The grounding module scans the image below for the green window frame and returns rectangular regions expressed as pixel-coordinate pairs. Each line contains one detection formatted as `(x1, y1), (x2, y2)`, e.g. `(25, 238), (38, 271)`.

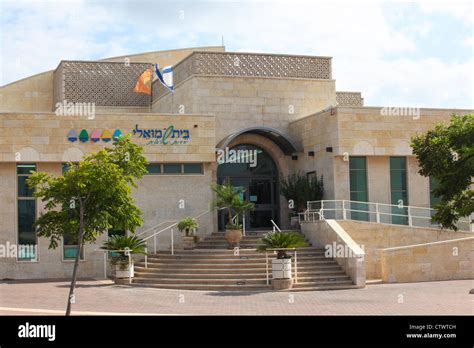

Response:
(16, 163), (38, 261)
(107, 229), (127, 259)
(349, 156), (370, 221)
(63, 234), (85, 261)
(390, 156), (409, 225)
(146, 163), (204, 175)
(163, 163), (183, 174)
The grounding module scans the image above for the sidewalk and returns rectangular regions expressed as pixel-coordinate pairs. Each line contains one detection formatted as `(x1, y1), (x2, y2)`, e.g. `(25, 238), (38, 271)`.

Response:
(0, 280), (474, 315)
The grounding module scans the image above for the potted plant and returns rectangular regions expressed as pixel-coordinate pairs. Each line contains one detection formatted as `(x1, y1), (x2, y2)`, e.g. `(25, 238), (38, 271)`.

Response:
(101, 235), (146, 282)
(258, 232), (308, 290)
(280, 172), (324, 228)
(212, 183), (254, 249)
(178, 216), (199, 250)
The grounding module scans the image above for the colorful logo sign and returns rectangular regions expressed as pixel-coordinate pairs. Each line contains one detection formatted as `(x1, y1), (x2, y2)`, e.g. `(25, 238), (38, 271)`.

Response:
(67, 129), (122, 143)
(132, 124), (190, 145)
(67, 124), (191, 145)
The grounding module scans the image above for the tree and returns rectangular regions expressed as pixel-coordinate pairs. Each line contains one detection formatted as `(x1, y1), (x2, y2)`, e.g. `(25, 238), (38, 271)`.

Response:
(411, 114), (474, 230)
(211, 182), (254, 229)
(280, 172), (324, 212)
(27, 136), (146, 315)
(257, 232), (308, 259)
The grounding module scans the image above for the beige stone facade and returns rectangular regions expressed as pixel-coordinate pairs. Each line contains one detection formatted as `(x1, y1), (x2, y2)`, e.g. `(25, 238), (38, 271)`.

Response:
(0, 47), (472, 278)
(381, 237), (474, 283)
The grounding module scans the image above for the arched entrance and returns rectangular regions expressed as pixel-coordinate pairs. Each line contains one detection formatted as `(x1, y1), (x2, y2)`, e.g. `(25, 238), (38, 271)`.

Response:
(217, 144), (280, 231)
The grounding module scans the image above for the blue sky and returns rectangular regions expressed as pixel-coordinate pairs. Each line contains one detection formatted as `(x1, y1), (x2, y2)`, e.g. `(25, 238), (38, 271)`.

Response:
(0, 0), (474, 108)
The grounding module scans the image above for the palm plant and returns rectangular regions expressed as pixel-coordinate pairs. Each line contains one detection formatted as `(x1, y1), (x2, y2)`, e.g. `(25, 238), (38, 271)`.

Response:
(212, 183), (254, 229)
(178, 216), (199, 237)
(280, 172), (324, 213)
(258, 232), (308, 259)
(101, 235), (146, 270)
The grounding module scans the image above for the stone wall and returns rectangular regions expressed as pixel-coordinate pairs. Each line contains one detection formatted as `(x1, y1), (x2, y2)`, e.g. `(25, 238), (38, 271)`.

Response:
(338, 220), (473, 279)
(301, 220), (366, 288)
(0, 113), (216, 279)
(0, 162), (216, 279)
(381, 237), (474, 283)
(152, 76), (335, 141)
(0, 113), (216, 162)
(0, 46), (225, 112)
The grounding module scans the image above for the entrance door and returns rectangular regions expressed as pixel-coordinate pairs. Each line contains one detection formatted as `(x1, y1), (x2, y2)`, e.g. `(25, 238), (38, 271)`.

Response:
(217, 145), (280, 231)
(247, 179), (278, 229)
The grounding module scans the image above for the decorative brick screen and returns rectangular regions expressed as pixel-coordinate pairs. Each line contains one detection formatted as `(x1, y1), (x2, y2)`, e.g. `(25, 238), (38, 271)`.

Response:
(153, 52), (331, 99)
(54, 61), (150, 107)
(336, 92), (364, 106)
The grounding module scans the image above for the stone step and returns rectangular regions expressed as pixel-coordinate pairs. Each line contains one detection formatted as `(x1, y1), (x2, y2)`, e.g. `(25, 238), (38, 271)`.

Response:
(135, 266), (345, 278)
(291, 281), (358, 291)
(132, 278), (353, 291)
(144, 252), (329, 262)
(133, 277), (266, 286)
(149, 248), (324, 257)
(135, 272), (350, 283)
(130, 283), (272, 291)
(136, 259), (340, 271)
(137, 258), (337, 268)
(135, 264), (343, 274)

:::

Required work
Rewrite every one of the entries with "grounding module" switched to "localization module" wherever it occurs, changing nothing else. Omit the pictures from your answer.

Final answer
The localization module scans the image below for the green window frame and returns rectangular regions expressed as pixel-coordinate pairs. Each line contains one detection formatted as `(x1, y1), (x2, y2)`, e.g. `(25, 238), (38, 271)`.


Response:
(16, 163), (38, 261)
(107, 229), (127, 259)
(349, 156), (370, 221)
(63, 234), (85, 261)
(390, 156), (409, 225)
(146, 163), (204, 175)
(163, 163), (183, 174)
The localization module scans the image above for the sidewalk and returns rectangular regions expressed as pixel-coordinate pairs. Each line contains one detection formatted as `(x1, y1), (x2, y2)`, e.g. `(25, 238), (38, 271)`.

Response:
(0, 280), (474, 315)
The localization module scans the image above for the potted plant and returns rectangular regions expressed as pixel-coordinate pairs. Each line contains one detection formatted as `(x1, y1), (x2, y2)`, e.g. `(25, 238), (38, 271)`.

Response:
(101, 235), (146, 282)
(258, 232), (308, 290)
(280, 172), (324, 228)
(212, 183), (254, 249)
(178, 216), (199, 250)
The localization module scans the image above for the colorful logo sign and returns rectangular regions expressed as pixel-coordinate pairs. Each line contains one detection formatted as `(x1, y1), (x2, y2)`, e.g. `(25, 238), (38, 271)`.

Response:
(67, 129), (122, 143)
(132, 124), (190, 145)
(67, 124), (191, 145)
The localization module scans the image above for the tree and returns rectangular regions expressed as pixel-coordinate pairs. Each line contains one detection formatted as `(x1, y1), (x2, y2)`, e.g. `(25, 238), (38, 271)`.

Response:
(411, 114), (474, 230)
(211, 182), (254, 229)
(280, 172), (324, 212)
(27, 136), (146, 315)
(257, 232), (308, 259)
The localization module scans the image above for the beige stone facade and returns rectangular regions expressed as pixel-coordinate pairs. Each line contains one detection formatted as `(x1, y1), (x2, y2)`, e.g. `(25, 238), (38, 271)`.

Response:
(0, 47), (472, 278)
(381, 237), (474, 283)
The localization module scans the image above for the arched entrance and returns rectangular regions expressed as pixel-coordinate pairs. Each line contains one detection formatted as `(x1, y1), (x2, y2)`, e.g. `(25, 238), (38, 271)`.

Response:
(217, 144), (280, 231)
The localization module scans the image above for the blue sky and returns rectangular regions expressed as pixel-coordinate pairs. Each line contains one detection formatted as `(x1, y1), (x2, y2)`, e.g. `(25, 238), (38, 271)`.

Response:
(0, 0), (474, 108)
The localization module scans the image above for the palm plant and returns rectangular regions expressed as pixel-coordinate pairs. Each line contains one detection formatted as `(x1, y1), (x2, y2)`, e.g. `(25, 238), (38, 271)`.

Response:
(212, 183), (254, 229)
(178, 216), (199, 237)
(280, 172), (324, 213)
(258, 232), (308, 259)
(101, 235), (146, 270)
The localization module scans the image above for the stone wall and returns rectangular regions expressed as pixel-coordinate pairs. Each line contains one detection formatted as `(x1, y1), (x2, y2)`, e.g. `(25, 238), (38, 271)`.

Response:
(338, 220), (473, 279)
(301, 220), (366, 288)
(0, 113), (216, 279)
(0, 162), (216, 279)
(381, 237), (474, 283)
(152, 76), (335, 141)
(0, 113), (216, 162)
(0, 46), (225, 112)
The localization module scans the image above for the entrance door and returns rectangular regions expressed as pixel-coordinate pairs. Each line contains one detection formatted as `(x1, y1), (x2, y2)`, e.g. `(25, 238), (38, 271)`.

Response:
(217, 145), (280, 231)
(247, 179), (278, 229)
The localization module scans the image above for the decorative brick screen and returns rectangular regions expressed as pixel-coordinate pairs. Each line contains one detection formatted as `(x1, y1), (x2, y2)`, e.g. `(25, 238), (38, 271)`.

Response:
(153, 52), (331, 99)
(54, 61), (150, 107)
(336, 92), (364, 106)
The localization module scans the image above for the stone step and returns rectangular regions expressed as pixel-coordinate pairs. Each line contains one detection formatted as `(x1, y1), (x2, y2)`, e.g. `(25, 238), (38, 271)`.

Response:
(135, 266), (345, 278)
(291, 281), (358, 291)
(132, 278), (353, 291)
(144, 252), (329, 262)
(133, 277), (266, 286)
(149, 248), (324, 257)
(135, 272), (350, 283)
(130, 283), (272, 291)
(136, 259), (340, 271)
(137, 258), (337, 268)
(135, 264), (343, 274)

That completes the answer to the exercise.